>> START RECORD EXCERPTS

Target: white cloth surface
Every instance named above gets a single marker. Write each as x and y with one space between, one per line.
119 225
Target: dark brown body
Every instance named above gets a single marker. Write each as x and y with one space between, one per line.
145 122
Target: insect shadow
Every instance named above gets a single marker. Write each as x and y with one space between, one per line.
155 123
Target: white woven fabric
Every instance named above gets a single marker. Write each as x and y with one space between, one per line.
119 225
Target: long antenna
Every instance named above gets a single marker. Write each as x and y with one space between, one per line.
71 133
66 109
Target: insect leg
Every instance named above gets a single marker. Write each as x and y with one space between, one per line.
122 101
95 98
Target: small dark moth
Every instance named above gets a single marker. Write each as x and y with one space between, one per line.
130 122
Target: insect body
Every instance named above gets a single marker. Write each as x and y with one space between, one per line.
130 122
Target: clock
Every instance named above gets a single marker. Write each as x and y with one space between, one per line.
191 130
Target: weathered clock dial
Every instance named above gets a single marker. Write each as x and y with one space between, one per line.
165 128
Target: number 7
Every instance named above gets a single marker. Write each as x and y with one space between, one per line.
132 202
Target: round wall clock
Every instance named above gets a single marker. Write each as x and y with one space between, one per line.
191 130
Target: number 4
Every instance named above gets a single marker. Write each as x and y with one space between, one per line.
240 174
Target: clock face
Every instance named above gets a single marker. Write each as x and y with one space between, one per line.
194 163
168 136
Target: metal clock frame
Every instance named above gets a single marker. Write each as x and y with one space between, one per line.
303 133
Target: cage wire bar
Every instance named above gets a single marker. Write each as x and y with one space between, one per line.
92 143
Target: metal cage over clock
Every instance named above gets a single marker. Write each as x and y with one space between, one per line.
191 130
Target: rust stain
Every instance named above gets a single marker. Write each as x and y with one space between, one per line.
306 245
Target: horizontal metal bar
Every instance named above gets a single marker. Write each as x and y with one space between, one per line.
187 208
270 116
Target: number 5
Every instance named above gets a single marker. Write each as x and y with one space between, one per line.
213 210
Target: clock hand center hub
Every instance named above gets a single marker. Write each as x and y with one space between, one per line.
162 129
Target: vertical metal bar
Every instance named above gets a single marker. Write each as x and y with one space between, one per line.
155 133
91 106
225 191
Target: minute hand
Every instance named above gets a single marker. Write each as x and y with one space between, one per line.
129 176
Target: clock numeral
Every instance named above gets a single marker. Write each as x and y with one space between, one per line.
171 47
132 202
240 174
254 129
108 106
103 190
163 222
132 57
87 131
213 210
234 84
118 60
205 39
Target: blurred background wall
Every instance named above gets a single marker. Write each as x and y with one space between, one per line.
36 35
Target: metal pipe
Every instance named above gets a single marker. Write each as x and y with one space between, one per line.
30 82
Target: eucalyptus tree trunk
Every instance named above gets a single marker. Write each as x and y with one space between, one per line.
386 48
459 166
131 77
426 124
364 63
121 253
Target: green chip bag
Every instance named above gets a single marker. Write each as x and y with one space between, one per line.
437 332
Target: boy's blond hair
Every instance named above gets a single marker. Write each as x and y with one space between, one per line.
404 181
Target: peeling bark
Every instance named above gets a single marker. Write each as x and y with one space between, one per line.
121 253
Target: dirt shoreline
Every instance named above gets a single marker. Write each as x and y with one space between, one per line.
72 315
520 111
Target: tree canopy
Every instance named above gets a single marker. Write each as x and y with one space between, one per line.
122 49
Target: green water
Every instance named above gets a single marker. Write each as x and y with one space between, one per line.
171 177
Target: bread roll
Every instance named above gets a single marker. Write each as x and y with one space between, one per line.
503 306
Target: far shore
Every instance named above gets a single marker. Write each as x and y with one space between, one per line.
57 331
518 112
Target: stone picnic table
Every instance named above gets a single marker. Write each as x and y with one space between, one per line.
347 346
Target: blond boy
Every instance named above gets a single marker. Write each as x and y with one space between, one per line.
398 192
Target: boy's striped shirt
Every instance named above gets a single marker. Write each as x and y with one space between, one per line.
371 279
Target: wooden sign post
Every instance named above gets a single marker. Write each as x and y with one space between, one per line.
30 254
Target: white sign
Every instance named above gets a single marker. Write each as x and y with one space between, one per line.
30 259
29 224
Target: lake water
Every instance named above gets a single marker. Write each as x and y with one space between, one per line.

>> END RECORD EXCERPTS

▶ **AIM OF THE EXERCISE**:
Arrange the lines from the one containing "Target: wooden sign post" through the final line above as a Markdown table with the columns No. and Entry, numbering each row and leaving out blank lines.

▶ **TASK RESULT**:
| No. | Entry |
|---|---|
| 1 | Target: wooden sign post |
| 2 | Every instance named above gets a single marker. Write each as x and y with one space between, one per line. |
| 3 | 30 254 |
| 4 | Target: white sign |
| 5 | Every instance named above gets a single marker. Write each as x and y with one space between, one per line. |
| 6 | 30 259 |
| 7 | 29 224 |
| 8 | Target: lake water |
| 9 | Every instance named above gets a single marker. Write each as x and y with one space between, one per line. |